In Kenia krijgt Pa een plotselinge niersteenaanval. Nol: ‘Toen heb ik even gedacht dat dit het einde was van onze droom. Dit gaan we niet redden. Op een zeker moment kon ik niet meer en bleven we overnachten in ons tentje aan de kant van de weg. De Keniase politie vond dit onverantwoord en stuurde een bewaker die met geladen geweer die nacht bij ons bleef. Nodig ook, want er kwam divers gespuis poolshoogte nemen of er wat te halen viel. Enkele keren hoorden we hem zijn geweer doorladen. De volgende ochtend vroeg ik hem wat hij zou hebben gedaan: “Schieten, want ik was er om jullie te beschermen”, zei hij onverschrokken. Hij zou het gedaan hebben ook’.

___

OPDRACHTEN —
a - Beantwoord de volgende vragen over het fragment over Kenia.
(i) Wat overkomt Pa in Kenia?
(ii) Wie stuurde een bewaker?
(iii) Wat zou de bewaker volgens zijn eigen antwoord hebben gedaan?
b - Schrijf uit het fragment over Kenia letterlijk het stuk over van "In Kenia krijgt" tot en met "gedaan hebben ook’.".

___

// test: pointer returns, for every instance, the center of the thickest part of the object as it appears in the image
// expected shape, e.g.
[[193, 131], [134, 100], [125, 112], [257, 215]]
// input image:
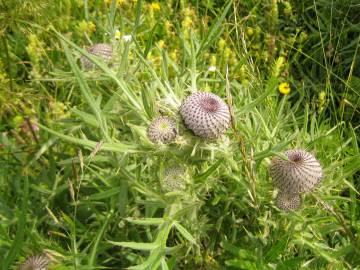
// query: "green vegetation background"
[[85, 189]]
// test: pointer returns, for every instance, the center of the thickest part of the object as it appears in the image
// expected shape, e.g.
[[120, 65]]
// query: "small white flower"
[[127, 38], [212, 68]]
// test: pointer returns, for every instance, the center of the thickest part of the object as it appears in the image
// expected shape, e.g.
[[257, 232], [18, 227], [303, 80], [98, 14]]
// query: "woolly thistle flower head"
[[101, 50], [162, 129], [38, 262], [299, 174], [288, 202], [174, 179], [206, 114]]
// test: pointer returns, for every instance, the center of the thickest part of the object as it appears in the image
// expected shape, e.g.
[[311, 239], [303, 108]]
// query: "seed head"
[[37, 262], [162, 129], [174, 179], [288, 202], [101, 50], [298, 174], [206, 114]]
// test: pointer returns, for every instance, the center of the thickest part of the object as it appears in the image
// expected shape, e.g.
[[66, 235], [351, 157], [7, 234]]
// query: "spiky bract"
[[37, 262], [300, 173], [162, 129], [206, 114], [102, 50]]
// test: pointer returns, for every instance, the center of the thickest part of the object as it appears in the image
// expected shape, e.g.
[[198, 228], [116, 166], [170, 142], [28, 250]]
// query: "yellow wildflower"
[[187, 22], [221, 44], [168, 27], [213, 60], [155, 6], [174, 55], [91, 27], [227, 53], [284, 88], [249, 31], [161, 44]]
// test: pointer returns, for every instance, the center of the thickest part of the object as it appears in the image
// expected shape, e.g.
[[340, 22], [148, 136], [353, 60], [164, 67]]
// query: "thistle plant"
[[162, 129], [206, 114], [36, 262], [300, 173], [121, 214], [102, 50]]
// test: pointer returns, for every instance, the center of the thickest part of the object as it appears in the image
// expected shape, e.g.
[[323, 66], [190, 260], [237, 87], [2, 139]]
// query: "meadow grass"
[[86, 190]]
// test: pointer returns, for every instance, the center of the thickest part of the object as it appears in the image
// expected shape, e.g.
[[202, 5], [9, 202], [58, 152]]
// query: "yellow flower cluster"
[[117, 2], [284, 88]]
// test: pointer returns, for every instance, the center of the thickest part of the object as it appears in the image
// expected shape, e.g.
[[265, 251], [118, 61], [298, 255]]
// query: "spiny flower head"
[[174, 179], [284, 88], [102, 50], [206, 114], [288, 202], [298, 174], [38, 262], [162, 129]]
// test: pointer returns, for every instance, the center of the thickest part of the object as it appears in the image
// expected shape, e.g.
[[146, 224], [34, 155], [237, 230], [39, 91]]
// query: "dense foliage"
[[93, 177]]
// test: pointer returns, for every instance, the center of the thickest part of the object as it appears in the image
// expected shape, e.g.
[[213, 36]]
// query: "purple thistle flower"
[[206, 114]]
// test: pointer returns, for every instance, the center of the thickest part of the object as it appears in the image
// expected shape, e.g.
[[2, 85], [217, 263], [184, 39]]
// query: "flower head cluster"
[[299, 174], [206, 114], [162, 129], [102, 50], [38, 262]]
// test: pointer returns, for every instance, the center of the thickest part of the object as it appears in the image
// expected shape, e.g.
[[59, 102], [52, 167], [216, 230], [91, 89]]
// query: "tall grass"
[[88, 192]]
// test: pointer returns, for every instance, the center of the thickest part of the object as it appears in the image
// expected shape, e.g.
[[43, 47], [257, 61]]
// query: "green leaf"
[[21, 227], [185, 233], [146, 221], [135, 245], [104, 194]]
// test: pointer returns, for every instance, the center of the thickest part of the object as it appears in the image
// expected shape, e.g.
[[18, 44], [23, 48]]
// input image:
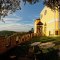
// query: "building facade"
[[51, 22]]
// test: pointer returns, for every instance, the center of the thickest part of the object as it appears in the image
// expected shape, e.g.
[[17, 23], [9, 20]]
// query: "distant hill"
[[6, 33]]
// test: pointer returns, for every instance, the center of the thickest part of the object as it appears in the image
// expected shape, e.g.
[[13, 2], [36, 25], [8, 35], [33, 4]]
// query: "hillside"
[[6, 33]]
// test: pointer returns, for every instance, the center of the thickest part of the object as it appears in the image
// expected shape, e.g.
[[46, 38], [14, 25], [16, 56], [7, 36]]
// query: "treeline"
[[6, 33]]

___

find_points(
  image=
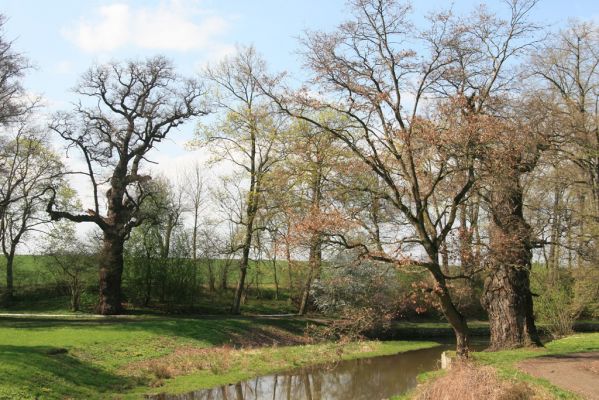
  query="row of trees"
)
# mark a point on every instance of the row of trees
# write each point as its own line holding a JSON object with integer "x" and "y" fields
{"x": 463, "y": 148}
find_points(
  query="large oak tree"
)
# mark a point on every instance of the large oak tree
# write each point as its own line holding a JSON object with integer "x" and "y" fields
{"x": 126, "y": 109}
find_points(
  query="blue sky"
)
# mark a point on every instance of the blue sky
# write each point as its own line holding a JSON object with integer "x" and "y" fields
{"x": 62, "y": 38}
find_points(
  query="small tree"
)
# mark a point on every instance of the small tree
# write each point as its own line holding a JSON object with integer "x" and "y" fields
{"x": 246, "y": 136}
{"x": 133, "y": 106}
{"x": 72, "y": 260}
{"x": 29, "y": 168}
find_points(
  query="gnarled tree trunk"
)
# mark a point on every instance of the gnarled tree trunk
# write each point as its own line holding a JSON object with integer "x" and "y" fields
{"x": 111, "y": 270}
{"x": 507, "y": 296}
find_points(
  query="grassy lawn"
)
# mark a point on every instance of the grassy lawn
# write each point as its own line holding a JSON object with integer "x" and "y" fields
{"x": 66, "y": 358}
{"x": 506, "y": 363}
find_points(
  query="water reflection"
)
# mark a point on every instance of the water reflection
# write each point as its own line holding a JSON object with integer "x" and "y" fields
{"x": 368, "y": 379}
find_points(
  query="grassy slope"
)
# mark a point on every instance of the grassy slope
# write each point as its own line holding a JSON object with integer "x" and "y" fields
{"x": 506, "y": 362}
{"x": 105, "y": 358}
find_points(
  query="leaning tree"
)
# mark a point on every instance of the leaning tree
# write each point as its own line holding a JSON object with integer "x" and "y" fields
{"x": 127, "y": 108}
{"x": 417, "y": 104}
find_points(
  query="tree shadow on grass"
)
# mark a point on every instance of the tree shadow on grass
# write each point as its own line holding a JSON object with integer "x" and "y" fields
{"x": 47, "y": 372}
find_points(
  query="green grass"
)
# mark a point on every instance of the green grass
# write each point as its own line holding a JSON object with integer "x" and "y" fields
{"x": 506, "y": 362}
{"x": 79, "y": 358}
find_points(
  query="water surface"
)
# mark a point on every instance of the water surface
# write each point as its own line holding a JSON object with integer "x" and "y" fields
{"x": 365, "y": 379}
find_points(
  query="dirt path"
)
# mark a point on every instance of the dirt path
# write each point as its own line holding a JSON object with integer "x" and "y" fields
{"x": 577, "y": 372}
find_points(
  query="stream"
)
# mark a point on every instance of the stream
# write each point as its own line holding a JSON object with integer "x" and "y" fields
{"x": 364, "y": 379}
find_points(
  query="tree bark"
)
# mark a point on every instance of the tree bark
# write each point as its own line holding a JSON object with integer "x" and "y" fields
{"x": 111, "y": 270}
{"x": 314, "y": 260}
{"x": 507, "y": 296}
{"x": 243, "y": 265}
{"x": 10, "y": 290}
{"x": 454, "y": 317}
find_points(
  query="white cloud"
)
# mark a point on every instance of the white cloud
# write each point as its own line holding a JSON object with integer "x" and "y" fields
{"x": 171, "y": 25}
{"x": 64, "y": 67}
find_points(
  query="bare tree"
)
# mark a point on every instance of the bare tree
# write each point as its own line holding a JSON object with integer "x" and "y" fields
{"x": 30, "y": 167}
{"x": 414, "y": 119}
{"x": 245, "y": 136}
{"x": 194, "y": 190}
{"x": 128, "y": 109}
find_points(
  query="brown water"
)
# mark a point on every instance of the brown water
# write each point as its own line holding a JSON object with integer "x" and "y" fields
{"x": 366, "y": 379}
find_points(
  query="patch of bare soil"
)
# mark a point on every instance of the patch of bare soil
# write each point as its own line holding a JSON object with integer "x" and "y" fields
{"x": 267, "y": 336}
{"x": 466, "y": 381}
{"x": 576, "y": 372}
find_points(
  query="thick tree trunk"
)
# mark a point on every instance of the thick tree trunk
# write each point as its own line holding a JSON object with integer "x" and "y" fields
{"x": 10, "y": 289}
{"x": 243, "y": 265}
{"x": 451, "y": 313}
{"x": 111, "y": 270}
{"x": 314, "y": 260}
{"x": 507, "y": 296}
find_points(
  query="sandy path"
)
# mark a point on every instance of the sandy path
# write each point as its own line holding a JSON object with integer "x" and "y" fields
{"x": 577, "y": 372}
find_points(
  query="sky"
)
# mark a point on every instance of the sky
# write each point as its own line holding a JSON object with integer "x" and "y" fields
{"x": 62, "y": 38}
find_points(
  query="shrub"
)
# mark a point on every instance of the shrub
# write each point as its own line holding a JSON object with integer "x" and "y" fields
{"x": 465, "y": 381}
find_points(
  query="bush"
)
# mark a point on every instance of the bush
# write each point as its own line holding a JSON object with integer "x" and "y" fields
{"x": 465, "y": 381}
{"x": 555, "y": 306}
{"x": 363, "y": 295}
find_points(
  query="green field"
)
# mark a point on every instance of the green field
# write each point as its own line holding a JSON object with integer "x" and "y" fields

___

ANTWOORDEN —
a -
(i) Pa krijgt een plotselinge niersteenaanval.
(ii) De Keniase politie.
(iii) Schieten.

b -
In Kenia krijgt Pa een plotselinge niersteenaanval. Nol: ‘Toen heb ik even gedacht dat dit het einde was van onze droom. Dit gaan we niet redden. Op een zeker moment kon ik niet meer en bleven we overnachten in ons tentje aan de kant van de weg. De Keniase politie vond dit onverantwoord en stuurde een bewaker die met geladen geweer die nacht bij ons bleef. Nodig ook, want er kwam divers gespuis poolshoogte nemen of er wat te halen viel. Enkele keren hoorden we hem zijn geweer doorladen. De volgende ochtend vroeg ik hem wat hij zou hebben gedaan: “Schieten, want ik was er om jullie te beschermen”, zei hij onverschrokken. Hij zou het gedaan hebben ook’.